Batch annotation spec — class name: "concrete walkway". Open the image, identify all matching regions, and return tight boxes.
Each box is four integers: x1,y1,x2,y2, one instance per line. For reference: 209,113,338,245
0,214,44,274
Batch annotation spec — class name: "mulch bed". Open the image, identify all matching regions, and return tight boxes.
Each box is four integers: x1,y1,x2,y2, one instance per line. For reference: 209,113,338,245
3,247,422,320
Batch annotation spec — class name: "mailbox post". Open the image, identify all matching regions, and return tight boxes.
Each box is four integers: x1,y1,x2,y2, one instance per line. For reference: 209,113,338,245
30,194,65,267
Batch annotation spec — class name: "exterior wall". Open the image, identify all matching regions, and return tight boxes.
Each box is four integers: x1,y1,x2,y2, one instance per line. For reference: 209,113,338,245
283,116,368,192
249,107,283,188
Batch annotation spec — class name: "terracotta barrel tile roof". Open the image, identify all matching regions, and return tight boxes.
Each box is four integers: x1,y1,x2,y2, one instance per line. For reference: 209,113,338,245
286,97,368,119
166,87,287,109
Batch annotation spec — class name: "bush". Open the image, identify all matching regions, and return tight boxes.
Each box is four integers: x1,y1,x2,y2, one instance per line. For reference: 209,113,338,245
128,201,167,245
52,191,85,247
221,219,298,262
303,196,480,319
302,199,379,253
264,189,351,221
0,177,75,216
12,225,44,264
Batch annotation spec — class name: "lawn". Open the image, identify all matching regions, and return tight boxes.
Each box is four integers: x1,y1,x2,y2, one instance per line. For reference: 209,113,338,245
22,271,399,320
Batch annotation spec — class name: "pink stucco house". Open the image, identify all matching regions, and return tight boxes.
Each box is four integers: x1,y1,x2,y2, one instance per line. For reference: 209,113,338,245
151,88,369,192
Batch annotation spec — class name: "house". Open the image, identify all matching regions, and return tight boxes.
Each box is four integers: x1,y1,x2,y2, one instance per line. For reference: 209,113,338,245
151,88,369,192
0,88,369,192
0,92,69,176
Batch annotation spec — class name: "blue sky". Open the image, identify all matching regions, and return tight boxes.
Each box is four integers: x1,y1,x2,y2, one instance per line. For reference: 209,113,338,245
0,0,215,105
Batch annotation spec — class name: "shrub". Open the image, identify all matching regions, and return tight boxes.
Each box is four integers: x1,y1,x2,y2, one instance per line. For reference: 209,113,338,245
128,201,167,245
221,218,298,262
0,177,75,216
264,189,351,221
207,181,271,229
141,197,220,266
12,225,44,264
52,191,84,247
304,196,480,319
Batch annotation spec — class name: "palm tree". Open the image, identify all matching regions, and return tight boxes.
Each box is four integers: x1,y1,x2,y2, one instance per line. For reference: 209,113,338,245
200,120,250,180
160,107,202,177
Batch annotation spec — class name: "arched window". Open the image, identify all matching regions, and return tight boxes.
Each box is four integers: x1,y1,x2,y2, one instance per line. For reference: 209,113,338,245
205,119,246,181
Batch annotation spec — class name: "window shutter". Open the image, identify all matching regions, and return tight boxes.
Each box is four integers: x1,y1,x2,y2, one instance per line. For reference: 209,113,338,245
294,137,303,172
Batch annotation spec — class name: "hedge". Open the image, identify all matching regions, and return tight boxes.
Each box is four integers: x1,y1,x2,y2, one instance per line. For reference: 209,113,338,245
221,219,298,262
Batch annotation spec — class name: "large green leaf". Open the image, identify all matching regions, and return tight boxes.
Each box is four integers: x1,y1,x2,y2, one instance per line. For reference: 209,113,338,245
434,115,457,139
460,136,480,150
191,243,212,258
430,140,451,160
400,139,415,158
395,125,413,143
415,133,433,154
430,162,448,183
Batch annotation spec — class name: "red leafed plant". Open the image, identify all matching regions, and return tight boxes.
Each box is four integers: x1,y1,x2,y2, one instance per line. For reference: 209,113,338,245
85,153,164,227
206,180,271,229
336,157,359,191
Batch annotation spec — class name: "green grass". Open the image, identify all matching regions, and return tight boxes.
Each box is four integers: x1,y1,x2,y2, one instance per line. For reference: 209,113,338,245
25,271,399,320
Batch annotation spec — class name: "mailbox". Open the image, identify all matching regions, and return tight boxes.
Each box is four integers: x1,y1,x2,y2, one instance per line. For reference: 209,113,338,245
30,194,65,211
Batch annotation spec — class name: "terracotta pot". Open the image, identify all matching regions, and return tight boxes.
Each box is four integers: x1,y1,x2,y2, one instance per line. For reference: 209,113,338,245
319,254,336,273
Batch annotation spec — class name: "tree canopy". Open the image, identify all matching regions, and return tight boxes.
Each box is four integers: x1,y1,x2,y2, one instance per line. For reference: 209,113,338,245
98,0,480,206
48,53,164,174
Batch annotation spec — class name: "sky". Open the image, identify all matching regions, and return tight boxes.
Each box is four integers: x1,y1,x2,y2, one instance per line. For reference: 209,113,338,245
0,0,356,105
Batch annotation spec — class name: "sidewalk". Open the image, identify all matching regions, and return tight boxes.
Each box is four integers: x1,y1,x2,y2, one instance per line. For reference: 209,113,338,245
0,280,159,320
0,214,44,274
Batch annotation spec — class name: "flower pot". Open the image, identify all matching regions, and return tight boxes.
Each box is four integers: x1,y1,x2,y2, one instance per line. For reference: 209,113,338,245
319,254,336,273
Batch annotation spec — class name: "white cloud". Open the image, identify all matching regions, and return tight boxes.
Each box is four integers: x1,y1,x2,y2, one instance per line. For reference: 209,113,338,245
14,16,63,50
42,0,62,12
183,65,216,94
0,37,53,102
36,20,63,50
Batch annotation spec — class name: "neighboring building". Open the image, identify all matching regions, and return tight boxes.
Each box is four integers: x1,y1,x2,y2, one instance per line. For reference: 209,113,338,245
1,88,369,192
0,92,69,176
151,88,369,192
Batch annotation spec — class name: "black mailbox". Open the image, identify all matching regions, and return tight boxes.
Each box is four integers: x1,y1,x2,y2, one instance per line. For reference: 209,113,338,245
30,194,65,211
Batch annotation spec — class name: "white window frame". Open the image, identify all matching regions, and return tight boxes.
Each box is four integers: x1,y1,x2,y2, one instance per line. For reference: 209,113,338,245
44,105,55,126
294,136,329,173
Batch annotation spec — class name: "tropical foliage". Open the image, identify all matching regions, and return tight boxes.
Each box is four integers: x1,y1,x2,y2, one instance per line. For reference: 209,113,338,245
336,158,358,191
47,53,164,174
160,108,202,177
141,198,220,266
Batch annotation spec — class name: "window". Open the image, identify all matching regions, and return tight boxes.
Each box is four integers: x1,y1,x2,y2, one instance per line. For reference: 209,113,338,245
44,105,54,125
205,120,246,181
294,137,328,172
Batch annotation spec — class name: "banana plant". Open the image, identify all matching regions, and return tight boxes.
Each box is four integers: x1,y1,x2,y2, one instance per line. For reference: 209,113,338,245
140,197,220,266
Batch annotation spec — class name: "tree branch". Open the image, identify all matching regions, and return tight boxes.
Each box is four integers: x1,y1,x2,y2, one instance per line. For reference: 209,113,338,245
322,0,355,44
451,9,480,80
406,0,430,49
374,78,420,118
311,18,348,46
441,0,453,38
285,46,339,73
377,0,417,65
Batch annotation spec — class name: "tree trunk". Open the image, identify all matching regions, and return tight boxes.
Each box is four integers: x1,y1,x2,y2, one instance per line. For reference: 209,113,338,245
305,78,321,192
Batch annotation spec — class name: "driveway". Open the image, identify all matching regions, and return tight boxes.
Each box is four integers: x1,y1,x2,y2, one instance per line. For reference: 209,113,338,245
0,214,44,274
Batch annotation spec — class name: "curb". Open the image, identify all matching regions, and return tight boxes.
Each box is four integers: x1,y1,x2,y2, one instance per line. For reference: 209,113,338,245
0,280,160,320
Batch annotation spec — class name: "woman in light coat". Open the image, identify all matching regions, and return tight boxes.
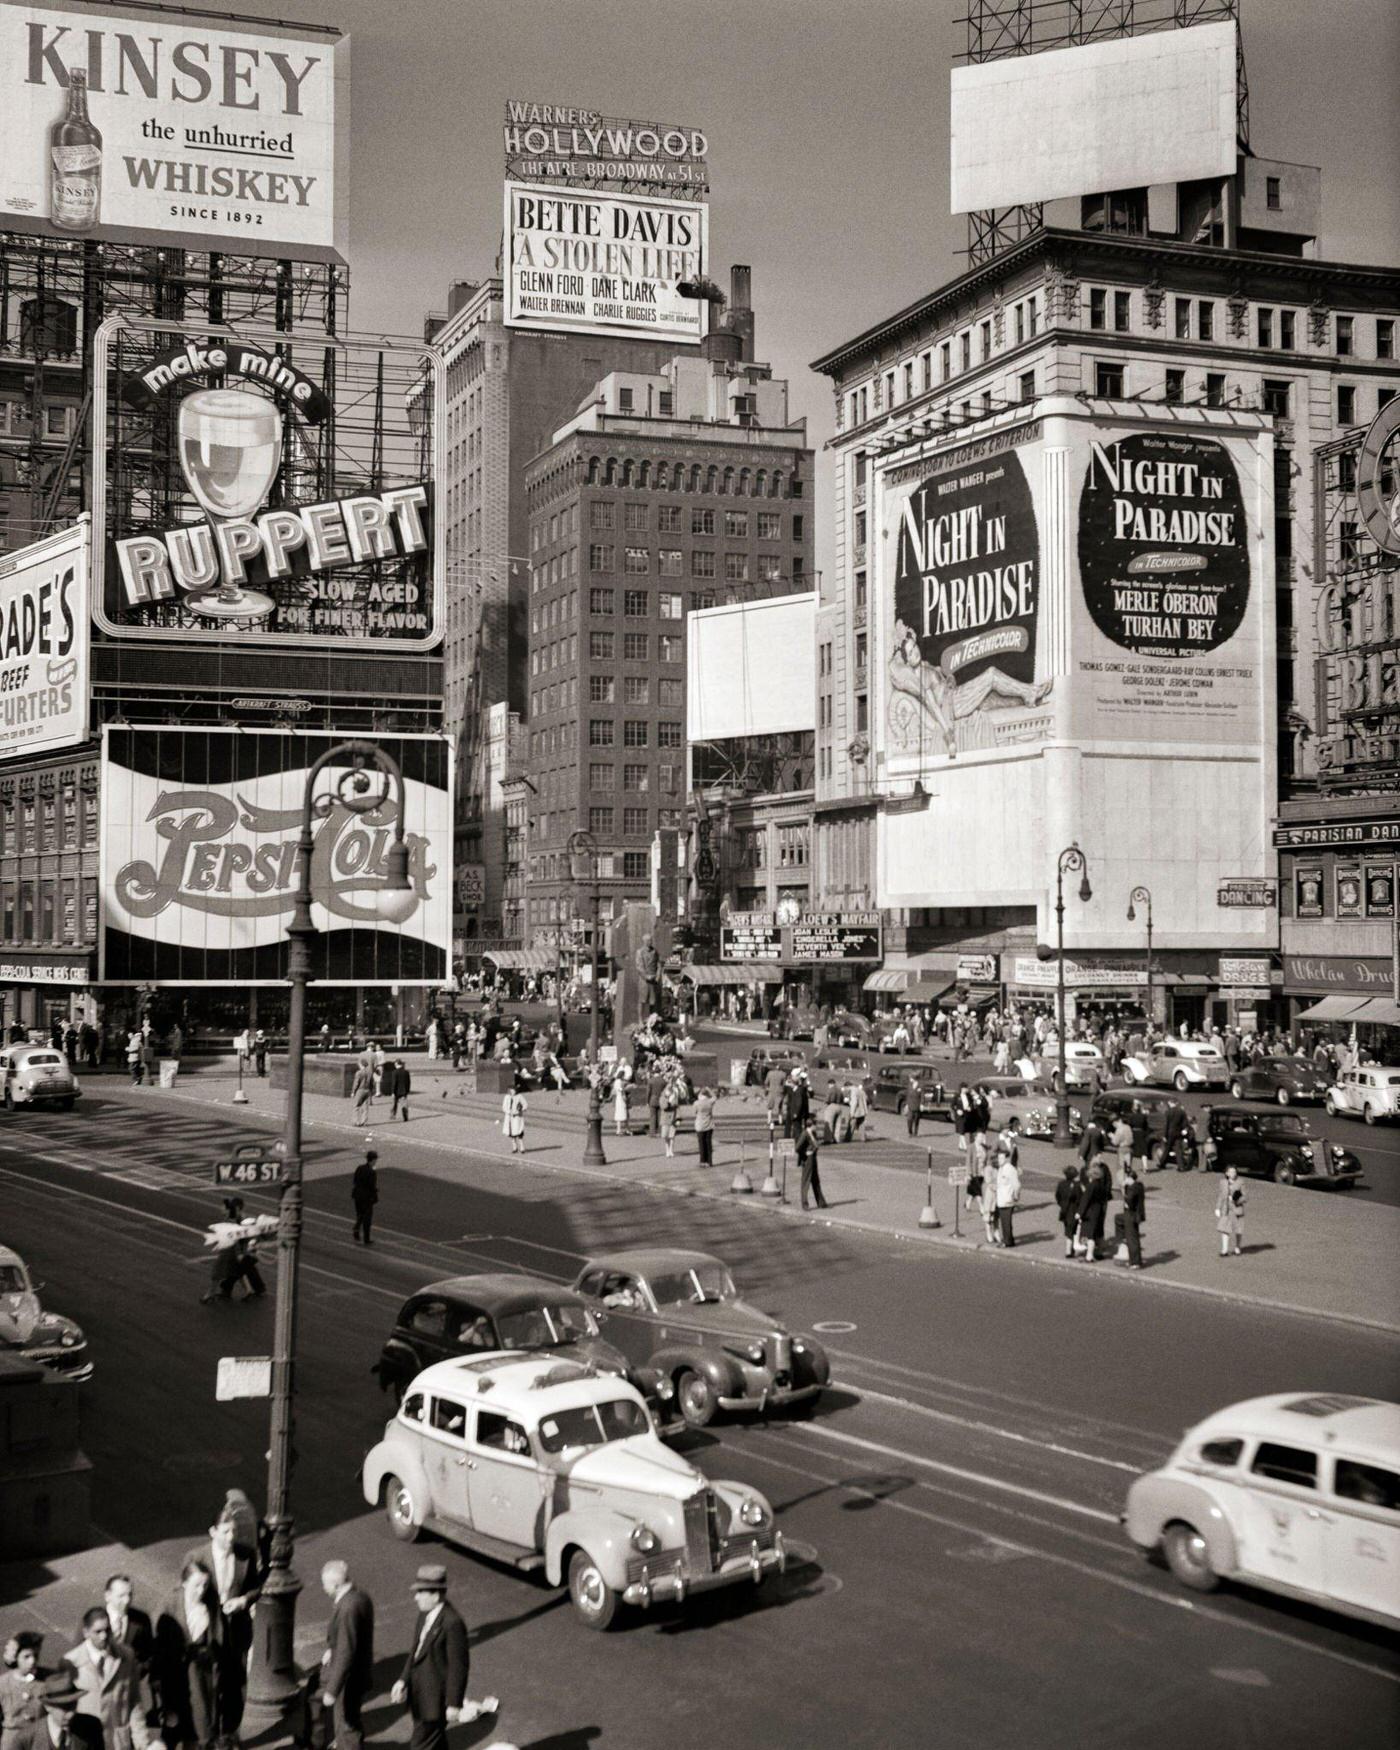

- **WORK TO BE COMPLETED**: Drop the pictures; repeat the listing above exactly.

- **EXPECTED OUTPUT**:
Batch annotation spec — class name: "concrete walkway". Open the image, identify all matching regions, and return tight boxes.
Each box is four integers: x1,y1,x2,y2, one instance per line. For reference: 209,113,338,245
0,214,44,274
Batch annotation spec — class name: "mulch bed". Open the image, identify all matching regions, and return tight boxes.
Each box is four integers: x1,y1,x2,y2, one instance per line. For reference: 209,113,338,245
3,247,422,320
Batch annotation spec — class name: "mailbox post". Open the image, identify all matching regions, and return tight boxes.
Each box is four integers: x1,y1,x2,y2, one instance per line. For reference: 209,113,338,245
30,194,65,267
Batch annotation spec — class name: "exterior wall". Open the image, identify all matching regions, and return tight boxes.
Each box is four integers: x1,y1,x2,y2, one instance per line. For reference: 209,113,338,245
283,116,368,192
249,107,283,188
Batch annotation spec — class name: "terracotta barrel tile roof". Open the image, identify all matching regions, and return tight boxes.
Each box is four integers: x1,y1,x2,y2, one instance per line. For reference: 209,113,338,245
286,97,368,119
166,87,287,109
Batch annotation spec — class name: "bush". Open the image, identify all matching regions, and return tight boxes.
Each box is four integers: x1,y1,x2,y2, one instance per line. For reference: 209,113,338,245
128,201,167,245
52,191,85,247
221,219,298,262
303,196,480,319
302,199,379,253
264,189,351,221
0,177,75,216
12,225,44,264
Batch annotation spec — class name: "lawn". Open the image, identify all matching regions, and return tight boxes.
Each box is four integers: x1,y1,x2,y2, one instance per line. For reference: 209,113,338,245
22,271,399,320
Batch annotation spec — class name: "pink stucco house". Open the image, identify all matching regions, and return tight boxes.
Each box is four integers: x1,y1,x2,y2, one instance per line. For reference: 209,113,338,245
151,88,369,192
Batch annotation spec — class name: "house". Open the image, identify all matching regions, and return tight boxes.
Each box is four integers: x1,y1,x2,y2, one instance per line. For reference: 209,113,338,245
151,88,369,192
0,88,369,192
0,92,69,176
Batch annotation spec — class name: "blue sky". Open the image, identify all matching regions, and return tight boxes.
Each box is four integers: x1,y1,x2,y2, one instance per line. For reference: 209,113,338,245
0,0,215,105
Batch annotation spec — class name: "shrub". Open the image, identify all matching regions, and return tight boxes.
Each box is four integers: x1,y1,x2,y2, one instance per line. For reference: 209,113,338,245
128,201,167,245
221,218,298,262
0,177,75,216
264,189,351,221
207,181,271,229
141,197,220,266
12,225,44,264
52,191,84,247
304,196,480,319
Batch annotation spec — class name: "palm tree". Open the image, identify all matching regions, and return tight boxes.
Each box is four integers: x1,y1,x2,y2, one instance per line. For reference: 209,113,338,245
200,120,250,180
160,107,202,177
Batch annotation spec — class name: "arched window". Open the image, identify all matching regions, and return tight boxes.
Each box is four integers: x1,y1,x2,y2, one instance per line. For reference: 209,113,338,245
205,119,246,181
Batch annotation spec — class name: "window shutter". Open the image, identify all matching regions, and return tight boxes.
Each box is four integers: x1,y1,x2,y2, one instance per line. For reference: 209,113,338,245
294,137,303,172
Batch annotation spec — class name: "hedge". Open the image, identify all matching regions, and return tight boxes.
Each box is four integers: x1,y1,x2,y2, one instance per line. For reference: 209,113,338,245
221,219,298,262
Batch annotation spec — class name: "large green leaf". Open the image, identify all matching regions, and return tight boxes.
Each box is four integers: x1,y1,x2,y2, one instance per line. For reference: 209,113,338,245
434,115,457,139
460,136,480,150
191,243,212,258
430,140,451,160
400,139,415,158
395,125,413,143
415,133,433,154
430,162,448,183
Batch annotation spec — class name: "red leafed plant". Open the image, identify all matching regions, and return tight boxes.
Each box is four integers: x1,y1,x2,y2, one instance per line. For reference: 209,113,338,245
85,153,164,227
206,180,271,229
336,157,359,191
Batch annotation spec — class name: "green grass". Open the image, identify all matching regions, and return tight boxes.
Each box is four integers: x1,y1,x2,y2, one instance per line. For reference: 209,113,338,245
25,271,399,320
Batch annotation spec — class name: "mailbox". Open the image, identify all matching regions, and return tight boxes.
Each box is four integers: x1,y1,x2,y2, one instance per line. For reference: 209,113,338,245
30,194,65,211
Batch annotation spec — class name: "terracotta pot". Open the image, identify all matching regions, and return tight boxes.
Each box is four integers: x1,y1,x2,y2, one instance per line. For reference: 209,113,338,245
319,254,336,273
Batch annotation spec — class name: "tree canopy". Open the image, identify all matching regions, and return tight boxes.
Each box is four integers: x1,y1,x2,y2, one instance per line. For reference: 209,113,338,245
98,0,480,206
48,53,164,174
Batch annotation spec — class name: "sky". Open the image, identify all matching regions, and return tight boxes.
Each box is four integers: x1,y1,x2,y2, one instance per line. For reference: 209,113,338,245
0,0,356,105
Batch annotation spec — class name: "sidewalk". Open the image, identify all matching regions, and return tight boxes.
Each box is four integers: x1,y1,x2,y2, one instance per line. For reference: 209,113,338,245
0,280,159,320
0,214,44,274
Batch annotation spec — class name: "flower pot". Open the image, identify all matching regions, and return tight boxes.
Each box is four integers: x1,y1,x2,y2, one instance per line. For reference: 209,113,338,245
319,254,336,273
Batch annotation spec — class name: "white cloud". Open the image, identify all matching regions, and return tight boxes.
Each box is four integers: x1,y1,x2,y2, one instance per line. For reference: 209,113,338,245
14,16,63,50
42,0,62,12
183,65,216,94
0,37,53,102
36,20,63,50
Batch annotation spec — class name: "neighboring building". Open the image, identify all matching regions, and return tight boxes.
Each box is four integers: x1,y1,x2,y2, one instance per line. For reference: 209,113,338,245
1,88,369,192
0,92,69,176
151,88,369,192
Batch annotation spec — class name: "black mailbox". Open the image, identify all matching regions, and return tight boxes.
Each box is four integers: x1,y1,x2,y2, one instance per line. For reference: 209,113,338,245
30,194,65,211
Batch annotation spec — class name: "white window frame". Open the image, identify all matching regions, and return tight boxes.
Each box is four integers: x1,y1,x2,y2, one instance per line. For reference: 209,113,338,245
44,105,55,126
294,136,329,173
Batch annotation spec — class name: "tropical foliage". Open the image, identify all matching regions, and return tight boxes.
Each box is four integers: x1,y1,x2,y2, one instance per line. For reference: 209,113,338,245
336,158,358,191
47,53,164,174
160,108,202,177
141,198,220,266
Batch annotation spec — class name: "window". Open the image, identify all matching regions, and return tight boxes.
Each box is four integers: x1,y1,x2,y2, one instance per line. For reference: 209,113,338,245
44,105,54,125
205,120,246,181
294,137,328,172
Batch annotation spec — class name: "banana plant". Open the image, identify all matching regions, and return tight boxes.
Each box is four integers: x1,y1,x2,y2, one instance per line. For reference: 209,113,338,245
140,197,220,266
Batch annotation spec — class name: "tree branch". Open the image, identify all matching regions, and return tight boxes.
Each box is four integers: x1,y1,x2,y2, one instance per line. For reference: 209,113,338,245
322,0,355,44
451,9,480,80
406,0,430,49
374,78,420,118
311,18,348,46
441,0,453,38
285,46,339,73
377,0,417,65
Batch annotation spec — class name: "tree trunk". Open the image, identify all matching regions, and return tight boxes.
Each box is four integers: x1,y1,x2,y2, one instance per line. For reference: 209,113,338,245
305,78,321,192
Batch annotation spec — class name: "driveway". Open the image, identify all matching regions, and return tight boxes.
Each box is four integers: x1,y1,x2,y2, one instance per line. For reference: 209,113,338,245
0,214,44,274
Batch annotation spec — class name: "curb". Open the image, identify all matching regions, and return tight boxes.
Each box is four integers: x1,y1,x2,y2, one instance per line. For reference: 209,113,338,245
0,280,160,320
Batch annotation spec — class name: "woman in light coat". Open the image, identify all matching regions, and return tight boxes.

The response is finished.